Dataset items
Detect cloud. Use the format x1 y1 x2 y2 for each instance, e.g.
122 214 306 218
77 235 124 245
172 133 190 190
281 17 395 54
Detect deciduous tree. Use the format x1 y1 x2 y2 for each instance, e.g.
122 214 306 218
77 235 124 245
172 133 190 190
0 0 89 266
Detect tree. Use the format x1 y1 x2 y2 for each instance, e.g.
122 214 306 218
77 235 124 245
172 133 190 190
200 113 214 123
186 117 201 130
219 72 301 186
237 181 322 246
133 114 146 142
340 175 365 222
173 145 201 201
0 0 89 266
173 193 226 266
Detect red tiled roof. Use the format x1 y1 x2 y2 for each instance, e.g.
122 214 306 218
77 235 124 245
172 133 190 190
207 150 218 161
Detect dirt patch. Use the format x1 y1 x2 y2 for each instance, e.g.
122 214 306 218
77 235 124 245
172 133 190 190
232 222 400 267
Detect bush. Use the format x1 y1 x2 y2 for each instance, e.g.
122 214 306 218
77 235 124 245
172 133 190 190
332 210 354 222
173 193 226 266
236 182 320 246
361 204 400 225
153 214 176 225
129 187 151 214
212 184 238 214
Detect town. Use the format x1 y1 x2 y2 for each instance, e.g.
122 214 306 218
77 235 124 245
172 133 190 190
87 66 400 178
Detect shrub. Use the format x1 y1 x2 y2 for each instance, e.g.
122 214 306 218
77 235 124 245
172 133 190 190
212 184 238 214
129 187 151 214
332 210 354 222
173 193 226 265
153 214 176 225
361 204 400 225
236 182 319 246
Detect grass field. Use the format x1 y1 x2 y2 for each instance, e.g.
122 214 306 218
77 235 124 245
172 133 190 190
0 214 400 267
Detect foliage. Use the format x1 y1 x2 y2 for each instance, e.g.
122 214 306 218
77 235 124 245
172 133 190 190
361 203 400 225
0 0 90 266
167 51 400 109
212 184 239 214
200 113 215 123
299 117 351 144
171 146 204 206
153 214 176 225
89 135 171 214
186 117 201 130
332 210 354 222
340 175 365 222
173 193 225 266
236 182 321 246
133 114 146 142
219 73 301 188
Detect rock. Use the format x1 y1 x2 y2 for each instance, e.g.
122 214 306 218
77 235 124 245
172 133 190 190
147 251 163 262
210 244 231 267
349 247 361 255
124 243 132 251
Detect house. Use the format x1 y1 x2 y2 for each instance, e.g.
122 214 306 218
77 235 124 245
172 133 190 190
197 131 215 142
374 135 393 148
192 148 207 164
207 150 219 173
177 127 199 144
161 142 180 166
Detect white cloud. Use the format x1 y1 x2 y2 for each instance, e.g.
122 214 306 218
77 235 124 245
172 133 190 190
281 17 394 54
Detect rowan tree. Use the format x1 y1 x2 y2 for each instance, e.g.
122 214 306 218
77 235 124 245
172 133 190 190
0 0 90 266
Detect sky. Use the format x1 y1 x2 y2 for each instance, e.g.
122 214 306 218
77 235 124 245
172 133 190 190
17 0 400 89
* * *
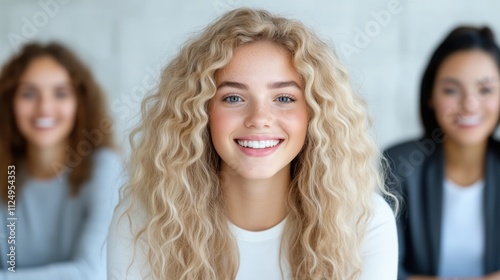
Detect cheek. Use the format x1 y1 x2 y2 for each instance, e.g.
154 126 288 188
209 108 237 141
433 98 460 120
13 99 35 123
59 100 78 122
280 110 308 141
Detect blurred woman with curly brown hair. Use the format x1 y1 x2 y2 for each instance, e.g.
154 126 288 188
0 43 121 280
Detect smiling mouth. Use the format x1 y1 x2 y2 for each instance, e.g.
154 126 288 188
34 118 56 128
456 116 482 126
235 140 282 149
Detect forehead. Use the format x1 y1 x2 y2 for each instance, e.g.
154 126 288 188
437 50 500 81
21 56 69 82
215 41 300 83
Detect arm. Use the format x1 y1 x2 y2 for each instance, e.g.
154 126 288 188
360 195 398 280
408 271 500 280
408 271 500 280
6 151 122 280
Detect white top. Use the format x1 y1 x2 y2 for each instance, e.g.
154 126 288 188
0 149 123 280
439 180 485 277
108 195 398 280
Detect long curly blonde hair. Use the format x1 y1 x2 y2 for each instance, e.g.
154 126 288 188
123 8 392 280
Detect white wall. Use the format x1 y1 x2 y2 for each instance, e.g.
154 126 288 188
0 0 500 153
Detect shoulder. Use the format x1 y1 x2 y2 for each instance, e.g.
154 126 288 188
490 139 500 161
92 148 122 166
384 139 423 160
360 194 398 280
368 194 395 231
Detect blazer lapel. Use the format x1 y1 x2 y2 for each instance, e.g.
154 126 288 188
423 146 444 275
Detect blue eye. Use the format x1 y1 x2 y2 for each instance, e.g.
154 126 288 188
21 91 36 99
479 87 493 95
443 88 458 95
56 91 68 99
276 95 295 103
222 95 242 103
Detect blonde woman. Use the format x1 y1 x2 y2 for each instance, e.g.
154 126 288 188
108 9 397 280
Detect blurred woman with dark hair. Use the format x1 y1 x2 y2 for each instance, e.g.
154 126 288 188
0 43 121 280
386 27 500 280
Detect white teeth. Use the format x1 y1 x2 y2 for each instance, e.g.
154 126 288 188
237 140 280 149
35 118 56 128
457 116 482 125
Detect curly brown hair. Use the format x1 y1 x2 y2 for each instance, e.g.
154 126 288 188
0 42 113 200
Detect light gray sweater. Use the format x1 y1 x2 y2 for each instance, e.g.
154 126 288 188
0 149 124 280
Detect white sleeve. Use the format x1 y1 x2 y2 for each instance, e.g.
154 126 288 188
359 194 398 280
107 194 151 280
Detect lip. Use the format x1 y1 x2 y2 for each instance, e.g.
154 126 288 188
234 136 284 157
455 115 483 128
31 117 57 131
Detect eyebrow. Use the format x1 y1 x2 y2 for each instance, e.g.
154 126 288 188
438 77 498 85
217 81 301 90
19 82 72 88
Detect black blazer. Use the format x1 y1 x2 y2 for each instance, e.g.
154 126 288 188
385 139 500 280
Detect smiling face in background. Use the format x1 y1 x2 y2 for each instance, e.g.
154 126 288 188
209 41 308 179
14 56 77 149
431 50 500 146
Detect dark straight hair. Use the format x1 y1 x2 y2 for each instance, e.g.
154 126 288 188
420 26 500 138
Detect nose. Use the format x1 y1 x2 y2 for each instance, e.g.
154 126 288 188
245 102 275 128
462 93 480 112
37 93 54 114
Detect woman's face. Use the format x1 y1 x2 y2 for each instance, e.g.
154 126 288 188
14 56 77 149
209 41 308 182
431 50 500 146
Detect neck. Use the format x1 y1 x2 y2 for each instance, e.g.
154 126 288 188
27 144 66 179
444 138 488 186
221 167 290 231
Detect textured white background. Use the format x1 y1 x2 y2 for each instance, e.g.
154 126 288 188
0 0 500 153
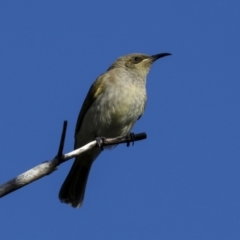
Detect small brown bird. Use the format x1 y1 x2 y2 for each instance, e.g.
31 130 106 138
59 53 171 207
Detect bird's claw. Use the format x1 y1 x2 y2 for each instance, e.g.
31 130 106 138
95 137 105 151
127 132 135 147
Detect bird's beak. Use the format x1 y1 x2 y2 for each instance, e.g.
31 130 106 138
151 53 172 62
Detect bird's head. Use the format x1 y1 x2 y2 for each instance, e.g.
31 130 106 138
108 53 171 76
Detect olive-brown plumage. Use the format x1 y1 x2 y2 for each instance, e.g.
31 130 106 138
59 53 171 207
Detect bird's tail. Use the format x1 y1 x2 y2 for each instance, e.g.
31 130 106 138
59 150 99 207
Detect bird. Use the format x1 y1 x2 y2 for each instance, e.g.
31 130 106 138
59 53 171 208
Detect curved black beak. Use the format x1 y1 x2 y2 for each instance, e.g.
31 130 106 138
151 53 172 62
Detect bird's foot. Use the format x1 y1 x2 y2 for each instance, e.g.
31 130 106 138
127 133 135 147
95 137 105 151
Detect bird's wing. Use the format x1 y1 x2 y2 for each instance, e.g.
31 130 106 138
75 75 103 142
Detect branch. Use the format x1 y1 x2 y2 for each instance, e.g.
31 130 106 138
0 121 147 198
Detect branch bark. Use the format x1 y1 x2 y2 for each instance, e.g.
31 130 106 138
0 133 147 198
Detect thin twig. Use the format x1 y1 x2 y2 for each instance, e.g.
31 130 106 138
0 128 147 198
...
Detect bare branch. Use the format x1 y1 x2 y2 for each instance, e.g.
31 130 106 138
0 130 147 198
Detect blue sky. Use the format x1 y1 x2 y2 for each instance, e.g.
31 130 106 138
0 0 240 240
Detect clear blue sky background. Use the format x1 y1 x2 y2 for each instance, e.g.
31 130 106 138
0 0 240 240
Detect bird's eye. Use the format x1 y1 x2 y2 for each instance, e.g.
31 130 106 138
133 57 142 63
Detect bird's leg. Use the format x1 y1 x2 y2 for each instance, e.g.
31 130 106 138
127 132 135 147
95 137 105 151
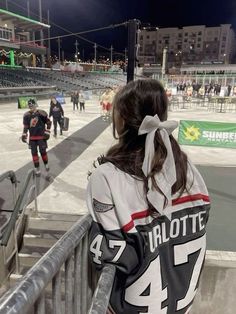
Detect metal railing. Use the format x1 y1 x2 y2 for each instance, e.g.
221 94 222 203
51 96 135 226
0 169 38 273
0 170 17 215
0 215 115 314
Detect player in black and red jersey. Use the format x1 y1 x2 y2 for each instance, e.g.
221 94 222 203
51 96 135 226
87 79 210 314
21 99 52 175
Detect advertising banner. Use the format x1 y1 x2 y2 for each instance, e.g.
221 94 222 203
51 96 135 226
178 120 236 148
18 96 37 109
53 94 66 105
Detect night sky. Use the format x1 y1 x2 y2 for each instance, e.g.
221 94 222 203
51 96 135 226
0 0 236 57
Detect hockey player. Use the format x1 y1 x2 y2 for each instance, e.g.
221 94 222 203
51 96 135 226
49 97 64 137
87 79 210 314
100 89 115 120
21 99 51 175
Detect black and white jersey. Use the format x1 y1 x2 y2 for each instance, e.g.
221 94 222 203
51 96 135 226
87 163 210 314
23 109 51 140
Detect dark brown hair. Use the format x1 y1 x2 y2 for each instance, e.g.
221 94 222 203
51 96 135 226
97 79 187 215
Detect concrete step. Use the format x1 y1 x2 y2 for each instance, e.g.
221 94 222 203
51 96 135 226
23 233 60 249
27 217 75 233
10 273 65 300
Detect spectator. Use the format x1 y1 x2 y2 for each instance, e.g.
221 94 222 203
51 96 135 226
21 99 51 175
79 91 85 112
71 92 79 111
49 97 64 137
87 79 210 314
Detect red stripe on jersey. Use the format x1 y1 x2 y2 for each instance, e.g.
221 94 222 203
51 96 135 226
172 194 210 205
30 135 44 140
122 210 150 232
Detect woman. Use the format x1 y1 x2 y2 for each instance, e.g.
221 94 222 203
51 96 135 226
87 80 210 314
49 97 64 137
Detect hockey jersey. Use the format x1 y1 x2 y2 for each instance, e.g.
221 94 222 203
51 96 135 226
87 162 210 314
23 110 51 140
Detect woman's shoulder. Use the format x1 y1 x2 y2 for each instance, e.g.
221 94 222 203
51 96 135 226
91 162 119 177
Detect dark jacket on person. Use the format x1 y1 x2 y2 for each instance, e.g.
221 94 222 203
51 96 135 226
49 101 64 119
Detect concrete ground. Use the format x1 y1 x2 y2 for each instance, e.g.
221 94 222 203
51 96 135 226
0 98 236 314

[Problem]
List every line of the records that contains the string "background", matching case exactly.

[Exercise output]
Detect smiling face in background. Use the format x1 y1 x2 y2 for each instance, e.g.
Detect textured white background. Use the format x1 y1 x2 y2 for each instance, e.g.
Detect clear blue sky background. Use the format x1 y1 x2 y2 for each instance, e.g.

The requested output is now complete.